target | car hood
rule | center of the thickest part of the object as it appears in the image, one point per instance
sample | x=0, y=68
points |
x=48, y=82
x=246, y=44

■ **Task brief**
Could you print every line of the data above again, without changing anything?

■ **In response**
target | car hood
rule | center of the thickest part of the object as it appears in the image, one point per instance
sample | x=0, y=68
points |
x=48, y=82
x=246, y=44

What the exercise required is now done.